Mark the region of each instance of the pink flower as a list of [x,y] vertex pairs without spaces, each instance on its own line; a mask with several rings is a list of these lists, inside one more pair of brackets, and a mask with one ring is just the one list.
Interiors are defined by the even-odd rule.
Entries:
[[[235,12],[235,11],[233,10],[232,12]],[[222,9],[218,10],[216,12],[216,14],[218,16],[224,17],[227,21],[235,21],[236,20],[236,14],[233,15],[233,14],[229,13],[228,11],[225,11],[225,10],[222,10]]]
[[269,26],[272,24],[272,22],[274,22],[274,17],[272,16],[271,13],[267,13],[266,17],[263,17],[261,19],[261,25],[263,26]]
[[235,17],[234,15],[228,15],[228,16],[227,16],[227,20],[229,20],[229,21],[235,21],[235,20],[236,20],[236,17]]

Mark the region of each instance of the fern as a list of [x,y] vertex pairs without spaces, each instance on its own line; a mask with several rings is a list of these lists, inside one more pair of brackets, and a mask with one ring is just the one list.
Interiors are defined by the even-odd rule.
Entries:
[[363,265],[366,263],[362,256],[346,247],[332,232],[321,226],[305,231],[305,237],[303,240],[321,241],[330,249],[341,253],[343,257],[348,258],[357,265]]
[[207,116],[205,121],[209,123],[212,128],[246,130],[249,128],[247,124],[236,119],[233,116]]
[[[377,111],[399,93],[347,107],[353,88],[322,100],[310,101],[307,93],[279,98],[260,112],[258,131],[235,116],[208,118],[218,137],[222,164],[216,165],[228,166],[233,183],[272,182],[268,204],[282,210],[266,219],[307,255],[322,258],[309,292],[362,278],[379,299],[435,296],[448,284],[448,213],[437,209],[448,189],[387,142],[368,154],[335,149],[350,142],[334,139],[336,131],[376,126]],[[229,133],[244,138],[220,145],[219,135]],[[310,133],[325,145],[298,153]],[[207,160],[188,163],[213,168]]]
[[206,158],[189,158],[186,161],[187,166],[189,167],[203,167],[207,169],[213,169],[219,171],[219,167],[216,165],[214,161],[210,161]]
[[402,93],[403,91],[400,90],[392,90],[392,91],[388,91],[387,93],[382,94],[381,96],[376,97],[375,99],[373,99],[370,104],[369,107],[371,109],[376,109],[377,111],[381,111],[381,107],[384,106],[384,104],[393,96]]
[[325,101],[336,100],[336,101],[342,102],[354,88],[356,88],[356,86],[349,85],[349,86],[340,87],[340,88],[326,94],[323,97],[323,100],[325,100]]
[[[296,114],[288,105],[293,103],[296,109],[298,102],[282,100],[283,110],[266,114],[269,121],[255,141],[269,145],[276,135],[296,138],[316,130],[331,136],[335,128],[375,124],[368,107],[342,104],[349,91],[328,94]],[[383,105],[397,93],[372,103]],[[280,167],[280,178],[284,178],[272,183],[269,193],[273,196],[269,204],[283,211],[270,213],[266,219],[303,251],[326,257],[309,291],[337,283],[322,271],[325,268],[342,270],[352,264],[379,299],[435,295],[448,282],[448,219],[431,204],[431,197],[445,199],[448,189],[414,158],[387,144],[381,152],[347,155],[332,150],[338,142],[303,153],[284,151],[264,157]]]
******************************
__About this task__
The full material above needs to be returned unaltered.

__Result of this task__
Mark the region of each instance of the pink flower as a list of [x,y] vertex pairs without spaces, each instance on its own line; a mask with several rings is a list of these lists, inside one more pair of brackets, and a mask with one ring is just the one list.
Interiors are defined by the even-odd rule.
Entries:
[[[235,12],[235,11],[233,10],[232,12]],[[222,9],[218,10],[216,12],[216,14],[218,16],[224,17],[227,21],[235,21],[236,20],[236,14],[233,15],[233,14],[229,13],[228,11],[225,11],[225,10],[222,10]]]
[[269,26],[272,24],[272,22],[274,22],[274,17],[272,16],[271,13],[267,13],[266,17],[263,17],[261,19],[261,25],[263,26]]
[[235,17],[234,15],[228,15],[228,16],[227,16],[227,20],[229,20],[229,21],[235,21],[235,20],[236,20],[236,17]]

Mark the region of each instance of the fern as a list of [x,y] vertex pairs without spaces, each instance on its own line; a mask with several rings is a list of these lists, inside one more pair of brackets, and a mask with one ring is just the one list.
Interiors are defined by the even-odd rule.
Entries:
[[363,265],[366,263],[362,256],[346,247],[332,232],[321,226],[305,231],[305,237],[303,240],[321,241],[330,249],[341,253],[343,257],[348,258],[357,265]]
[[207,116],[205,121],[209,123],[212,128],[246,130],[249,128],[247,124],[236,119],[233,116]]
[[[377,111],[399,93],[347,107],[353,88],[322,100],[310,101],[307,93],[279,98],[260,112],[258,131],[235,116],[208,118],[218,137],[222,164],[216,165],[228,166],[233,183],[272,182],[268,204],[282,210],[266,219],[307,255],[322,258],[309,292],[362,278],[379,299],[435,296],[448,284],[448,213],[437,209],[448,189],[387,142],[368,154],[335,149],[350,142],[334,139],[336,131],[376,126]],[[229,133],[244,138],[220,145],[219,135]],[[310,133],[325,145],[298,153]],[[207,160],[188,163],[213,168]]]
[[206,158],[189,158],[186,161],[187,166],[189,167],[203,167],[207,169],[213,169],[219,171],[219,167],[216,165],[214,161],[210,161]]
[[402,93],[403,91],[400,90],[392,90],[392,91],[388,91],[387,93],[382,94],[381,96],[376,97],[375,99],[373,99],[370,104],[369,107],[371,109],[376,109],[377,111],[381,111],[381,107],[384,106],[384,104],[393,96]]
[[325,101],[336,100],[336,101],[342,102],[354,88],[356,88],[356,86],[349,85],[349,86],[340,87],[340,88],[326,94],[323,97],[323,100],[325,100]]
[[[296,114],[288,105],[293,103],[296,109],[298,102],[282,100],[283,110],[266,114],[269,121],[255,141],[269,145],[276,135],[296,138],[316,130],[331,136],[335,128],[375,124],[368,107],[342,104],[349,91],[328,94]],[[383,105],[397,93],[372,103]],[[280,167],[280,178],[284,178],[272,183],[269,193],[273,196],[269,204],[283,211],[270,213],[266,219],[303,251],[326,257],[309,291],[337,283],[322,271],[325,268],[342,270],[352,264],[379,299],[435,295],[448,282],[448,219],[431,204],[431,197],[445,199],[448,189],[414,158],[387,144],[381,152],[347,155],[332,150],[338,142],[303,153],[284,151],[264,157]]]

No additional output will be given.